Instructions for the task
In the lines running from the start of the records through the line containing "[(237, 31), (4, 61)]", substitute "dot" for "marker" and give those lines back with everything else left as is.

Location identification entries
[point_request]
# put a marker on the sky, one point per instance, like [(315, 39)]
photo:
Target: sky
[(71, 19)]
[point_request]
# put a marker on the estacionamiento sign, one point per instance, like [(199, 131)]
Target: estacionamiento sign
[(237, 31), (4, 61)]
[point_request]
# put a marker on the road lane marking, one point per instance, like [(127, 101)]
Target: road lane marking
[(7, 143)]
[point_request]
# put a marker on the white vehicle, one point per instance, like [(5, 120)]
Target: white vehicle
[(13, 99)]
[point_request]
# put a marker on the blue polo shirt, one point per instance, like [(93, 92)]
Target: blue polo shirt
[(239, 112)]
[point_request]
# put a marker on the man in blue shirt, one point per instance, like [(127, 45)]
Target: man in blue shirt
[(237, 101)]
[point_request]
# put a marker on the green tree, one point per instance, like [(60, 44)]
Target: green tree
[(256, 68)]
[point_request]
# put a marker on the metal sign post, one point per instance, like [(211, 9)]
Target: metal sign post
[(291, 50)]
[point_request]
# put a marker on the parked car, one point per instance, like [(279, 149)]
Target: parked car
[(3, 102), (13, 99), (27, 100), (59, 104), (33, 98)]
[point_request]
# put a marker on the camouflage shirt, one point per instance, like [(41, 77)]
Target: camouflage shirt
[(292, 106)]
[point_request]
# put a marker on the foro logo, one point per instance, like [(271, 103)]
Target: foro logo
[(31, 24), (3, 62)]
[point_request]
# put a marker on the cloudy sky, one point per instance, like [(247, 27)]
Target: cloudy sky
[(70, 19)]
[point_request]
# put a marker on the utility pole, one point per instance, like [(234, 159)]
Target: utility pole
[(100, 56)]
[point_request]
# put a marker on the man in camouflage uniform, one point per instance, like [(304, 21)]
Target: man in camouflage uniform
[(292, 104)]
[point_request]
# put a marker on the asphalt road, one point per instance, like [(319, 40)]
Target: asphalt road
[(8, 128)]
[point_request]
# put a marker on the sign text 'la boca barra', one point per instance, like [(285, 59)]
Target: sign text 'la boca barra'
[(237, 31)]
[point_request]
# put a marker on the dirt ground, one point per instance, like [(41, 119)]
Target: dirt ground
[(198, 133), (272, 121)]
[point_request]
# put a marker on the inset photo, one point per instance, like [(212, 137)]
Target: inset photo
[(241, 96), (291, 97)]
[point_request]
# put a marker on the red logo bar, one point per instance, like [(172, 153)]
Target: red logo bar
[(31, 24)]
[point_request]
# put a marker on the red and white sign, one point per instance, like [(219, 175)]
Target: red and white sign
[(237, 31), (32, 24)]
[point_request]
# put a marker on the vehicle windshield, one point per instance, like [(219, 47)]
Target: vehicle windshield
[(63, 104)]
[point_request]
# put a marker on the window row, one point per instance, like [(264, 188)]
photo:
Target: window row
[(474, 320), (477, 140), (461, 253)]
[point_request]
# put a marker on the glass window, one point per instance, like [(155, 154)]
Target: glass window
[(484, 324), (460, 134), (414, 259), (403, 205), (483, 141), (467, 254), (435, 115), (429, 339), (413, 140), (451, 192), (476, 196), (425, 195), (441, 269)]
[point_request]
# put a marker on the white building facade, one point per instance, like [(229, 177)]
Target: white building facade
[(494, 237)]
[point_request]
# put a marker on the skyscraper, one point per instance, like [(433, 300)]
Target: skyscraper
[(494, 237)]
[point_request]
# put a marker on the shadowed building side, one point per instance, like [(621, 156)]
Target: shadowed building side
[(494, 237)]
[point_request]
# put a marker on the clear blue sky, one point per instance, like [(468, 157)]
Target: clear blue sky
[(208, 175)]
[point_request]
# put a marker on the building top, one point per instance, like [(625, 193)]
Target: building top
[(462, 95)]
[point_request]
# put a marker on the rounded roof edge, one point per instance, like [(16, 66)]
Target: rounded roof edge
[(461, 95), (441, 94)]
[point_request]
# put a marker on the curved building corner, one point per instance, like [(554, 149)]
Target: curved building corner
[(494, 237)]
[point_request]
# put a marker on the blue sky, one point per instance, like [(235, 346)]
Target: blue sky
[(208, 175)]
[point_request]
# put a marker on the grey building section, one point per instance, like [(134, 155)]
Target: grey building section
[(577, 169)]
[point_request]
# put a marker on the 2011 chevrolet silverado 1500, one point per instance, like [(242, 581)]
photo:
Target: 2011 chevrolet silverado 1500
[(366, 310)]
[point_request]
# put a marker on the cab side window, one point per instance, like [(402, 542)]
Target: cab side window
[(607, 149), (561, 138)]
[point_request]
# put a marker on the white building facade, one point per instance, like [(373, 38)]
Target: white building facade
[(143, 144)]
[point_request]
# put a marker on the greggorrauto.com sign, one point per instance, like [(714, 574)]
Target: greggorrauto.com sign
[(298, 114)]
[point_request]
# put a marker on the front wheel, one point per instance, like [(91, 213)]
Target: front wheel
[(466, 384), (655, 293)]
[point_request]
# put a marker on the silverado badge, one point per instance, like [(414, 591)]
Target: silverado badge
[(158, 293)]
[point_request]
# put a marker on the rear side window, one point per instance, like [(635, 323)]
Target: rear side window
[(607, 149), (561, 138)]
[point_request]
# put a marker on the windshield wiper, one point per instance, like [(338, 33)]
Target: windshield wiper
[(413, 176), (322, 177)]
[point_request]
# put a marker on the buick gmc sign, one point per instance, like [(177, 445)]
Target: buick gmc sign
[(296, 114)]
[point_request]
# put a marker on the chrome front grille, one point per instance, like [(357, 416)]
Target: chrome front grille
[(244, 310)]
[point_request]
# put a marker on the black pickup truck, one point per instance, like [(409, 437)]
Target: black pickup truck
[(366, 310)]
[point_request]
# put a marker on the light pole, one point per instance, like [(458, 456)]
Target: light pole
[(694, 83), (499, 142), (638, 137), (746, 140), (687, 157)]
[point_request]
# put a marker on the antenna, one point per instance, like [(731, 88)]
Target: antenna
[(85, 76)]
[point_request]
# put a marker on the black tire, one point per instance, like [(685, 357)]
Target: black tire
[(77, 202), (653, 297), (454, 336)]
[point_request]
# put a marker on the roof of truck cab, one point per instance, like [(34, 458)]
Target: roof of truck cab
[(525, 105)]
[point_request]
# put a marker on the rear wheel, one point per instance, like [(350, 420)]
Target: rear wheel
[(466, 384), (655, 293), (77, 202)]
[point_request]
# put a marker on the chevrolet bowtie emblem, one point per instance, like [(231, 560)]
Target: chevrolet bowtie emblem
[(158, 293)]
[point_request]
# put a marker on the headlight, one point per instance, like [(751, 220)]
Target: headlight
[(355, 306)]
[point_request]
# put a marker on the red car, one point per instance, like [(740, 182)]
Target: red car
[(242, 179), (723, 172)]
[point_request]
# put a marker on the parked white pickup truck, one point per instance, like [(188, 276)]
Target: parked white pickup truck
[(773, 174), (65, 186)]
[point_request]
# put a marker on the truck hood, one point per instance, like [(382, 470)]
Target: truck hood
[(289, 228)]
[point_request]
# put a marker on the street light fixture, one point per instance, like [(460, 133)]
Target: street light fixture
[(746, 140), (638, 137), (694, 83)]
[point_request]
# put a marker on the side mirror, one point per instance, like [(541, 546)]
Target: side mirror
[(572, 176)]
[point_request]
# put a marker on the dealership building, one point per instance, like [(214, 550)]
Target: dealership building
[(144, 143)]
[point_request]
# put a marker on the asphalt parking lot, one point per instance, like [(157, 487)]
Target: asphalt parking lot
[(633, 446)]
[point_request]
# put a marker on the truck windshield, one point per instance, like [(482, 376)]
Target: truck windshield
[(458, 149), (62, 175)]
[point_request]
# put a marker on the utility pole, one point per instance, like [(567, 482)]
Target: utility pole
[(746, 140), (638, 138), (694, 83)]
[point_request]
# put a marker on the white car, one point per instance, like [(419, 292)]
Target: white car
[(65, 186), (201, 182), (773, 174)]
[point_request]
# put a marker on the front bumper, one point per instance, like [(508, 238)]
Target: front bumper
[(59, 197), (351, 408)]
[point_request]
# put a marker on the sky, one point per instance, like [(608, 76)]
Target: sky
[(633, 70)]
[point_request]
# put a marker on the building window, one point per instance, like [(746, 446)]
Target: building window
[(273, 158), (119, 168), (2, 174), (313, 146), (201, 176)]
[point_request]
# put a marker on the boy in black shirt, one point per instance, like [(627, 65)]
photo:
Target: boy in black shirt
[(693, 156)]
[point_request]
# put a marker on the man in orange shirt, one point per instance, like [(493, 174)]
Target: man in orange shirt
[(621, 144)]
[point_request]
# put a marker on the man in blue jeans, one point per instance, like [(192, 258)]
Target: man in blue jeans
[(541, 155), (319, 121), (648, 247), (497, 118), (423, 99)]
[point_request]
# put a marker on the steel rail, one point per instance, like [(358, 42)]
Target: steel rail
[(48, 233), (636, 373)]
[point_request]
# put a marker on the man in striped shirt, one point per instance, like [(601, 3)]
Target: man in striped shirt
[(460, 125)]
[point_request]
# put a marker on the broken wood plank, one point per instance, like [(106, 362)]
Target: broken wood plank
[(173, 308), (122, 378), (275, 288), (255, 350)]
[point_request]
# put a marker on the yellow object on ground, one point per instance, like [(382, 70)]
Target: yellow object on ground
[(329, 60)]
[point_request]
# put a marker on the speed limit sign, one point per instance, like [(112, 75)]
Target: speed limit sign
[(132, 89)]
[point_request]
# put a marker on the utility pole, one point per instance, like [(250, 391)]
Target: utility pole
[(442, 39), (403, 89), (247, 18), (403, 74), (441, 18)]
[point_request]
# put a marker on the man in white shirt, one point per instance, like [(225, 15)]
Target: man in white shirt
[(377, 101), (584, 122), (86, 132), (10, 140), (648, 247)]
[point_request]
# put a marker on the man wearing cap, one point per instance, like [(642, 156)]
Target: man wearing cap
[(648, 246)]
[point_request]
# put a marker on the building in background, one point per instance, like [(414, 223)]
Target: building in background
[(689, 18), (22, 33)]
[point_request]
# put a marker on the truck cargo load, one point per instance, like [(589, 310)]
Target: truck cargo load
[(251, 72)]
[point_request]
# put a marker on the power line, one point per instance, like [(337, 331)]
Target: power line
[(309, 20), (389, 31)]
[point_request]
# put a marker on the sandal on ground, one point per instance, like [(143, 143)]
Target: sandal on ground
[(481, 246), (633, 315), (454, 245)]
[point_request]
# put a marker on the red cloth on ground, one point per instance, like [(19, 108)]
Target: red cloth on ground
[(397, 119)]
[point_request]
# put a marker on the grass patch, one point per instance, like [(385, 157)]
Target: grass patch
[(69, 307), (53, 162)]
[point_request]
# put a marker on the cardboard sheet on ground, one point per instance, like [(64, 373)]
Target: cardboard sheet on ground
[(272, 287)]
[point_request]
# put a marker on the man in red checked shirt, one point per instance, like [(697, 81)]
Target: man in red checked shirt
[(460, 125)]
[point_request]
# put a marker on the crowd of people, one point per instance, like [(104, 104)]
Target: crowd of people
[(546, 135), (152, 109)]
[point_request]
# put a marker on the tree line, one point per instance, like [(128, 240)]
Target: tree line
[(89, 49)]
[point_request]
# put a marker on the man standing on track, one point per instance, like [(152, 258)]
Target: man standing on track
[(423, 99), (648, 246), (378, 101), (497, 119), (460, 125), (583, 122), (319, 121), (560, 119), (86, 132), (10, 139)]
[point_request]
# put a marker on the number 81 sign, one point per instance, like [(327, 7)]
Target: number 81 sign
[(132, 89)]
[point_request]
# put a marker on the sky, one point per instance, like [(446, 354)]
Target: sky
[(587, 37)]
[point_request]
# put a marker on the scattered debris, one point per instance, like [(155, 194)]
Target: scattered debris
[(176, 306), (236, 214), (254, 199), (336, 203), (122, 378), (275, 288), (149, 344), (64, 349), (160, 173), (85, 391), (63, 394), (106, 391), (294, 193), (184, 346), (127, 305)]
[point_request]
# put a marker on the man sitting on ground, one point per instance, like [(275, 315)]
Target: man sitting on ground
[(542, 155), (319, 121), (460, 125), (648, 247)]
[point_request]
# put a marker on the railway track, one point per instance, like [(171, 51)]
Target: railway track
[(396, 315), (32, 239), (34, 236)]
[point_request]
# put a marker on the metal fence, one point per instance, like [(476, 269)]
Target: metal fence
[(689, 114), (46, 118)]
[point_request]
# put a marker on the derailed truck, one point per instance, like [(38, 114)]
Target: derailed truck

Exercise result
[point_request]
# put a dot on the sky, one point per instance, like [(315, 39)]
photo:
Target: sky
[(71, 19)]
[point_request]
# put a dot on the estacionamiento sign, one point per instance, like [(199, 131)]
Target: estacionamiento sign
[(237, 31), (4, 61)]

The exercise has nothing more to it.